-- Study text --
::::::::

The full Paducah Symphony Orchestra will take the stage Saturday at The Carson Center for the first time since February 2020, as the symphony celebrates its opening night of the 2021-22 concert season.
Raffaele Livio Ponti, the PSO’s artistic director and conductor, is happy about the new concert season starting and he “can’t wait to see everyone” at the concert hall. He also expressed appreciation for patrons’ continued support for the PSO, noting the difficult times with the COVID-19 pandemic.
“I came in this season with big, big repertoire, because — you know — we’re back and your first time up to bat again, you don’t want to bunt the ball,” Ponti told The Sun. “You want to swing and hit a home run.”
The season’s first concert, which is set for 7:30 p.m. Saturday, will feature performances of Tchaikovsky’s Piano Concerto No. 1 and a symphony by Louise Farrenc, a female French composer. Canadian pianist Stewart Goodyear is the guest musician for the concert, and Ponti described him as “world class.”
“I’ve asked him to do the Tchaikovsky concerto for piano in B-Flat No. 1 — and that’s iconic, that piece,” Ponti said. “That’s just huge, huge, in the piano repertoire and everyone will know this piece.”
Ponti said it’s a work that American pianist Van Cliburn played at the inaugural International Tchaikovsky Competition in Moscow decades ago, which Cliburn famously won.

::::::::

-- Given data --
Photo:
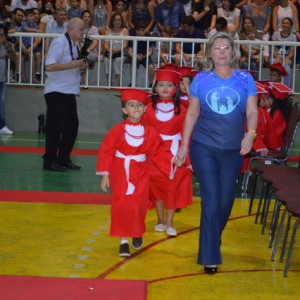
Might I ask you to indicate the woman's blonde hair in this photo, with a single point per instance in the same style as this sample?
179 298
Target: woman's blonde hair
208 64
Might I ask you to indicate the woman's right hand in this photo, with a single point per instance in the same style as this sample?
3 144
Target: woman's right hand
104 184
181 155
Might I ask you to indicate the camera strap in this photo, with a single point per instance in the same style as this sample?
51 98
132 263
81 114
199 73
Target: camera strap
70 44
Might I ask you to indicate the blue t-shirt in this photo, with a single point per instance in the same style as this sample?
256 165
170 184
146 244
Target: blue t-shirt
223 106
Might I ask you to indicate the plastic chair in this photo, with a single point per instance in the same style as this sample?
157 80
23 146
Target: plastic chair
294 210
277 157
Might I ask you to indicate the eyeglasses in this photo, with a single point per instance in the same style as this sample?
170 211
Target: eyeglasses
222 48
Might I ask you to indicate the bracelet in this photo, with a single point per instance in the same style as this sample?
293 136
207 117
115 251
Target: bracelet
252 131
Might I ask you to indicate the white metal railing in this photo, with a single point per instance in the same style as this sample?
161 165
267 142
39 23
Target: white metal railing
96 77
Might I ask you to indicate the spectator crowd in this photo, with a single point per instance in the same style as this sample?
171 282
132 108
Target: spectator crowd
265 20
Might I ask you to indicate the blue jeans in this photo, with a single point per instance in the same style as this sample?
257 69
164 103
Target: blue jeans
2 104
217 171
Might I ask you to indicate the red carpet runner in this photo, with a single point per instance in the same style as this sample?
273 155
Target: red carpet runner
44 288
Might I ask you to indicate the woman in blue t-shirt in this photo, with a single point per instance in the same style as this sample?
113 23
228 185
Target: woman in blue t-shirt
227 98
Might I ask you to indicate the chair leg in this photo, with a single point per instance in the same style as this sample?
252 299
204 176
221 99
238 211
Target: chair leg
265 201
288 260
286 235
275 248
260 202
256 176
245 183
274 222
266 214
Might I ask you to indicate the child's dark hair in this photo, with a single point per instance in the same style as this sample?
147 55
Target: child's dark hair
176 97
281 104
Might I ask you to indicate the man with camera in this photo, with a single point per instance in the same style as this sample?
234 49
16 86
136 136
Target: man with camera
6 50
63 66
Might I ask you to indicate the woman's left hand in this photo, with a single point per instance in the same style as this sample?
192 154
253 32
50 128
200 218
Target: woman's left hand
247 143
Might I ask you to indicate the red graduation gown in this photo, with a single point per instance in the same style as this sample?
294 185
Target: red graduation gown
128 212
176 193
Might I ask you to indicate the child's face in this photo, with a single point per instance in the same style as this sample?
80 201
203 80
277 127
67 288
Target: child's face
120 6
134 109
247 24
165 89
184 85
275 76
86 18
266 101
251 35
140 32
166 34
74 3
30 18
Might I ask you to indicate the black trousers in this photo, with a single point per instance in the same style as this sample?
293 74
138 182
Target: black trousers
61 127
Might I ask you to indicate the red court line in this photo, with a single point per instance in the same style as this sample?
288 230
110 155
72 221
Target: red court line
41 150
54 197
118 265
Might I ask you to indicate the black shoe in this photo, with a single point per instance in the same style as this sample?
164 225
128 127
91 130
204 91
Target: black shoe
54 167
210 269
124 250
70 166
137 243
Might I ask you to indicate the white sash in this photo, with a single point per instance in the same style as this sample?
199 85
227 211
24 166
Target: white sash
175 141
127 159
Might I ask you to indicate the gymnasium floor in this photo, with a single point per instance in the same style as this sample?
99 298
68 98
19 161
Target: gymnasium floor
55 244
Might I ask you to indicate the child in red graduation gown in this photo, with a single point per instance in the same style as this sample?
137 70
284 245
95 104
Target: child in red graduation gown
167 116
273 114
123 162
272 119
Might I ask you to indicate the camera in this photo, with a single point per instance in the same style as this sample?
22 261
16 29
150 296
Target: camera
84 52
10 39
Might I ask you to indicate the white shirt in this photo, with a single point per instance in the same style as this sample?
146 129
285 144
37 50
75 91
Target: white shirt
64 81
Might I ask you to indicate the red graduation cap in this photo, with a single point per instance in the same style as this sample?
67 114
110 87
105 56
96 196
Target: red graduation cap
278 67
168 66
261 89
280 90
134 94
184 71
194 73
167 75
252 72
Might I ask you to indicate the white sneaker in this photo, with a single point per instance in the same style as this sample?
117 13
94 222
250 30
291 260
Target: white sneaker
5 130
159 227
171 231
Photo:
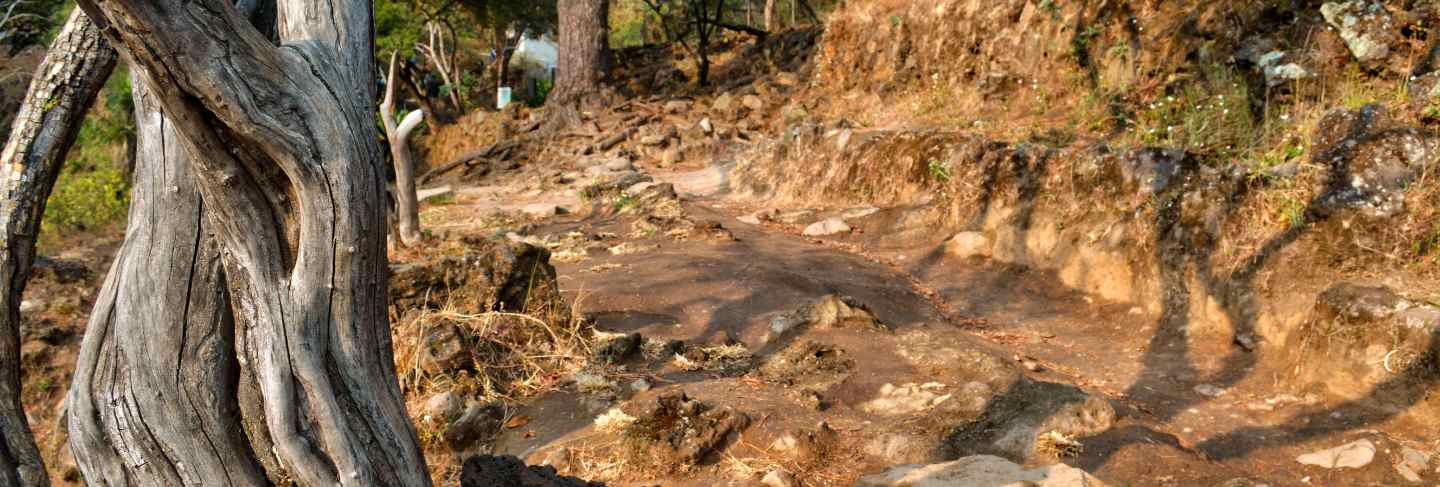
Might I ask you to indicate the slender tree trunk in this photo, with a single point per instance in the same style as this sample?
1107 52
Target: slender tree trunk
59 95
406 205
769 16
583 48
281 144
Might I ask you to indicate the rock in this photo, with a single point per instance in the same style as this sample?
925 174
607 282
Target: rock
828 311
673 431
671 156
968 244
1208 391
752 103
638 188
542 209
1411 463
618 349
725 104
677 107
640 385
906 399
979 471
490 471
1365 26
30 306
827 228
1350 456
619 164
794 216
1280 68
858 212
488 275
1151 170
779 479
444 407
445 349
475 425
1374 157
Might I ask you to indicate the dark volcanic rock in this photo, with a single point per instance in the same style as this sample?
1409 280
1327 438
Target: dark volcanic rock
510 471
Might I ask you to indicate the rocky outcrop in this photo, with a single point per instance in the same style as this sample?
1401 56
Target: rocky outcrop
979 471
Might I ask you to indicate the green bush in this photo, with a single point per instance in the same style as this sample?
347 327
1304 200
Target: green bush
92 190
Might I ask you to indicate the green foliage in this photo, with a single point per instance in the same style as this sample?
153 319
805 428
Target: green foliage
1211 114
92 189
398 26
938 172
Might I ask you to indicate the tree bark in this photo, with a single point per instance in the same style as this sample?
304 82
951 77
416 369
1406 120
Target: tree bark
406 206
281 143
62 91
153 401
769 16
583 48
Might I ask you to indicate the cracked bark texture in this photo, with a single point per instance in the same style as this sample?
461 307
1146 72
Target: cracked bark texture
583 48
281 146
64 87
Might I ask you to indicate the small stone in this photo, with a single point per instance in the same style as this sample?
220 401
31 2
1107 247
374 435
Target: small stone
1411 463
444 407
827 226
1350 456
1208 391
858 212
619 164
752 103
1247 342
540 209
778 479
640 385
677 107
968 244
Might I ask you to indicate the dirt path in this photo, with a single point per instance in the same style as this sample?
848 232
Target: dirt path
1187 414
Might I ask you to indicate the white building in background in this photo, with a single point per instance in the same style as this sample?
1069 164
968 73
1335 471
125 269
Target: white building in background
533 61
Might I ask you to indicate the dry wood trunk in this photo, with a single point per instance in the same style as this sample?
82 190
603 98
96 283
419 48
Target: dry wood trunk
769 16
281 144
64 87
406 206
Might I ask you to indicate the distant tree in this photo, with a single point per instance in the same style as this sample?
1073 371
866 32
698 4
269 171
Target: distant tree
583 48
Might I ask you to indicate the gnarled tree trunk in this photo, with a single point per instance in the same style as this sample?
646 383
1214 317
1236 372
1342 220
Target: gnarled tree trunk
59 95
583 48
281 146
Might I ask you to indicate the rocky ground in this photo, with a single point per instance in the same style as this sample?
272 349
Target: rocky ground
779 280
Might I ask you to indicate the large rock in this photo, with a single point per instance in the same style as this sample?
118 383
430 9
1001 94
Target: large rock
484 277
827 228
673 431
1350 456
510 471
979 471
1361 336
1365 26
1371 160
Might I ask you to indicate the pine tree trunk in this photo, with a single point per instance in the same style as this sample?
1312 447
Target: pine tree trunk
282 150
583 48
62 91
769 16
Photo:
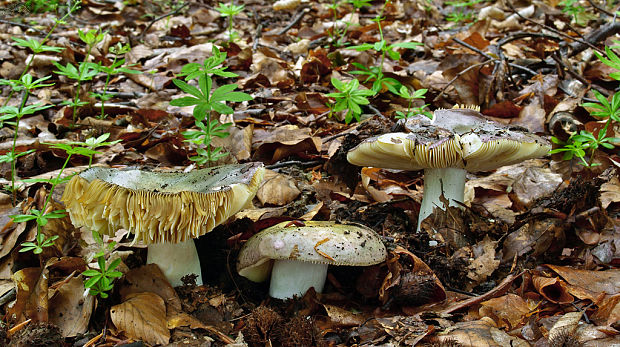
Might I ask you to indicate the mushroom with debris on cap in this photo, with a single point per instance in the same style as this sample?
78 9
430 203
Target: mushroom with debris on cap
297 255
447 146
165 210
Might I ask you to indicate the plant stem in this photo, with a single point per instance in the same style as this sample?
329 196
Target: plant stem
14 161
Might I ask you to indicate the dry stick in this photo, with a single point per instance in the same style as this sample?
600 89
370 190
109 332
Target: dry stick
259 30
488 56
458 75
595 36
499 290
160 18
553 30
302 12
18 327
600 9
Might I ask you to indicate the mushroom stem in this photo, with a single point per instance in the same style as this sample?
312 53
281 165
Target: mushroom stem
294 277
175 260
453 181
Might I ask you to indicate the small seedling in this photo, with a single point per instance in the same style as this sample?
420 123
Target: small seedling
230 10
207 99
350 97
114 69
412 111
101 280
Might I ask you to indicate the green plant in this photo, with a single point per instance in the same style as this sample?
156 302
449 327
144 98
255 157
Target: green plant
459 16
39 46
101 280
115 68
585 143
85 71
43 215
206 98
376 74
349 98
230 10
412 111
12 115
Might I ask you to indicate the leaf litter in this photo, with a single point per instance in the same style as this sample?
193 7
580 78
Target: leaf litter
530 259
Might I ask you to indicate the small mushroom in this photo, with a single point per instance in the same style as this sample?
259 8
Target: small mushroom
447 146
165 210
297 256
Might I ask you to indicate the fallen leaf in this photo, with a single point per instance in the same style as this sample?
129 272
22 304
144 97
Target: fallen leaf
69 309
142 316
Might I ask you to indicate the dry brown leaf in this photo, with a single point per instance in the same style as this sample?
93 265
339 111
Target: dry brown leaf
589 284
608 311
552 289
277 189
69 309
342 317
149 278
31 301
142 316
508 311
482 332
610 192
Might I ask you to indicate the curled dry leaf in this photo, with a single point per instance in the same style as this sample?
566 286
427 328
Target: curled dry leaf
69 309
552 289
31 301
507 311
142 316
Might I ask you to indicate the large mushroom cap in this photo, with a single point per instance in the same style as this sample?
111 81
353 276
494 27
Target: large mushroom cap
160 206
460 138
315 241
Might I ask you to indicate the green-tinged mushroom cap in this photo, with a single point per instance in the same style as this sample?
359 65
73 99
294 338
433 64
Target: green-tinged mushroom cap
165 210
312 246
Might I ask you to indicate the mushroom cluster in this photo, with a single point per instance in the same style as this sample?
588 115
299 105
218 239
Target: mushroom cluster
297 255
165 210
447 146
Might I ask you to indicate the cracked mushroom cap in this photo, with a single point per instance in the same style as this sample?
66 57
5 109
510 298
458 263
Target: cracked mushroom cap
316 242
160 206
459 137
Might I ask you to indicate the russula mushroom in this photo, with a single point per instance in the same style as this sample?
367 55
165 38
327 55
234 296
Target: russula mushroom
164 210
447 146
297 254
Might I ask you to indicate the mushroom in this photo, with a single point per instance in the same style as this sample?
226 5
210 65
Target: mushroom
164 210
297 254
447 146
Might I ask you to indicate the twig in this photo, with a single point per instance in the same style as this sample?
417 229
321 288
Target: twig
294 162
94 340
499 290
259 30
18 327
595 36
488 56
600 9
172 13
550 28
458 75
302 12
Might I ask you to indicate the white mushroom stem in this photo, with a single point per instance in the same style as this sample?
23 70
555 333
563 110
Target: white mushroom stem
295 277
175 260
453 182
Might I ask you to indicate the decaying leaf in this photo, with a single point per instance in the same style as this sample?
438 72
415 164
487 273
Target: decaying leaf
142 316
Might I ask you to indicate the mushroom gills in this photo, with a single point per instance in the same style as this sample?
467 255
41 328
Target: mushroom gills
293 277
175 260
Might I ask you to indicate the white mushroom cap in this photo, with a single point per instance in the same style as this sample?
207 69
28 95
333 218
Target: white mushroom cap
460 138
315 242
160 206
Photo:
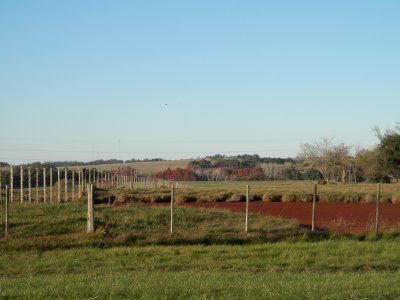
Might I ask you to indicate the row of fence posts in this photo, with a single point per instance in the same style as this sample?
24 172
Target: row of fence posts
90 213
136 181
100 178
313 210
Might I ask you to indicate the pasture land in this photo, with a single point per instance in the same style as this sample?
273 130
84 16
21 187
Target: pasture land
323 270
330 192
144 167
132 255
50 226
270 191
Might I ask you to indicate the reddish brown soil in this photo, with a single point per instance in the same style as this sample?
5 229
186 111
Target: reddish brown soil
341 217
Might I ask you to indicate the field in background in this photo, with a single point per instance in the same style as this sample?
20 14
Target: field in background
144 168
284 187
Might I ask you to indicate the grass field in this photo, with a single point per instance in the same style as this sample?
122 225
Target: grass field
51 226
144 168
293 191
131 255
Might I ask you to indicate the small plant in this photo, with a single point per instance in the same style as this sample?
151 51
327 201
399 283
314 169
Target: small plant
292 197
395 198
370 198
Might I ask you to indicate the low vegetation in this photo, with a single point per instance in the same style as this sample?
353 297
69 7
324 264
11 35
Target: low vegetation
269 191
132 255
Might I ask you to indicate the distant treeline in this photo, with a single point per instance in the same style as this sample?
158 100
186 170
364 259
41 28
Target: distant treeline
81 163
240 167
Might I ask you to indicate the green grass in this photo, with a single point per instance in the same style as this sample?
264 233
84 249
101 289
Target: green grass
144 168
50 226
131 255
323 270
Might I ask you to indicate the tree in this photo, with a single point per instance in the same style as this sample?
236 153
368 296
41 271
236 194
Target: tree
389 152
367 163
333 162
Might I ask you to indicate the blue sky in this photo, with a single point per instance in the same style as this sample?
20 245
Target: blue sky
83 80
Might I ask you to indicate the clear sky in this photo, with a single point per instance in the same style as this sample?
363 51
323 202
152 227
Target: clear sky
84 80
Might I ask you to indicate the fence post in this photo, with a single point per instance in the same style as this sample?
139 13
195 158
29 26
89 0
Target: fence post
6 216
66 184
37 185
29 185
51 185
58 186
246 229
79 184
11 184
44 185
313 209
172 208
73 185
378 196
90 216
22 184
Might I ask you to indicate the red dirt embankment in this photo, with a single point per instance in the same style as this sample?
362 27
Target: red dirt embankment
341 217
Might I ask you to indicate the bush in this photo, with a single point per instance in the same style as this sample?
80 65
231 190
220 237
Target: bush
289 197
304 197
236 198
395 198
370 198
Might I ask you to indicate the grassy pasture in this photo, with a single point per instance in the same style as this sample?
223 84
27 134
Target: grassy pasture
51 226
132 255
144 168
324 270
267 190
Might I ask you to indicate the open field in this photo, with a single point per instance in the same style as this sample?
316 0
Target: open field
144 168
132 255
324 270
331 192
339 217
51 226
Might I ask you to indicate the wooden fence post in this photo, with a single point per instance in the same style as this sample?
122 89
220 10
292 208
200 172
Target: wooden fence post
29 185
378 196
22 184
6 216
58 185
66 184
37 185
172 208
44 185
246 228
79 184
313 208
73 185
51 185
90 216
11 184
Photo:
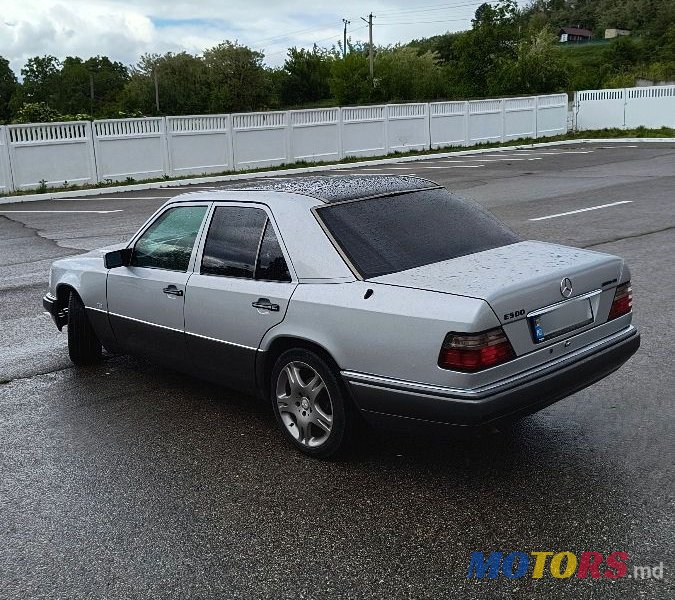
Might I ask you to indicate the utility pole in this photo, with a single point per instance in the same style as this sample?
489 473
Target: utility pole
91 95
370 42
344 38
154 76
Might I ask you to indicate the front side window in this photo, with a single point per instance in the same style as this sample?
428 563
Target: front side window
168 242
232 241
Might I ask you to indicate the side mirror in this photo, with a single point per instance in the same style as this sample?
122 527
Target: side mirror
117 258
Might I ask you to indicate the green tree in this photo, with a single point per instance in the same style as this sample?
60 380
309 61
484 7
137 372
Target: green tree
237 77
37 112
305 76
539 67
41 80
403 75
8 86
350 79
487 49
182 85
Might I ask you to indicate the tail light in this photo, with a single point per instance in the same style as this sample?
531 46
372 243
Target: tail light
623 301
475 351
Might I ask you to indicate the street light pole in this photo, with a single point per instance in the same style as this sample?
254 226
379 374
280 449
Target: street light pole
370 42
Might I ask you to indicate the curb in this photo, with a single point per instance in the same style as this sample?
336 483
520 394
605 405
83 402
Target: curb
318 168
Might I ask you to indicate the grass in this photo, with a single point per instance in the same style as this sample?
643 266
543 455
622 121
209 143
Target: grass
640 132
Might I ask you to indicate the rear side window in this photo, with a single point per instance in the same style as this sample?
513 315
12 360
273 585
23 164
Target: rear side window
271 262
232 241
168 242
395 233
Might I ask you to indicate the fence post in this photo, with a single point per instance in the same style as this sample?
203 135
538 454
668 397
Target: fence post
467 117
290 158
427 108
341 148
385 114
5 164
164 146
230 143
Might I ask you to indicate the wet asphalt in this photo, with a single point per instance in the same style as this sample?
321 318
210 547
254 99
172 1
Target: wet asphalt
130 481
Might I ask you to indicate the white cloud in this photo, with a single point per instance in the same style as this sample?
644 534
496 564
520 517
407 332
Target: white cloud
124 29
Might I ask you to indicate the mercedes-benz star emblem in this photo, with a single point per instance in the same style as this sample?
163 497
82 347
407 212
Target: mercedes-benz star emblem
566 287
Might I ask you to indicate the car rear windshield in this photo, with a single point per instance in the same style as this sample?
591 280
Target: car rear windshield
395 233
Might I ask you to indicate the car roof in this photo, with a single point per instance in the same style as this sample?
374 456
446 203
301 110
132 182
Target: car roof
340 188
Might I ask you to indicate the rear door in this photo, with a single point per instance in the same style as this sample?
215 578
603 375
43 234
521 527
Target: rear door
146 299
240 288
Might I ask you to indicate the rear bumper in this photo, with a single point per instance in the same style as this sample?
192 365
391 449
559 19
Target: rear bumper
59 314
386 401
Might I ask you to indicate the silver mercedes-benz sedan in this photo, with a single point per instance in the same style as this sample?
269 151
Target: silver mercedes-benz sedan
382 297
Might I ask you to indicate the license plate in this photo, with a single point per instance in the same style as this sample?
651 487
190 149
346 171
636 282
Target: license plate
563 319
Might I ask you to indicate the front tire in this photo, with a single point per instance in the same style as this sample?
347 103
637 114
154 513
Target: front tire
84 347
309 404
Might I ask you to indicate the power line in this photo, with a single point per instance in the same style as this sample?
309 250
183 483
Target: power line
431 8
420 22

::::::::

-- What to work on --
Duplicate word for word the passage of the Paducah Symphony article above, starting with "The full Paducah" and going on through "the COVID-19 pandemic.".

-- Expected answer --
The full Paducah Symphony Orchestra will take the stage Saturday at The Carson Center for the first time since February 2020, as the symphony celebrates its opening night of the 2021-22 concert season.
Raffaele Livio Ponti, the PSO’s artistic director and conductor, is happy about the new concert season starting and he “can’t wait to see everyone” at the concert hall. He also expressed appreciation for patrons’ continued support for the PSO, noting the difficult times with the COVID-19 pandemic.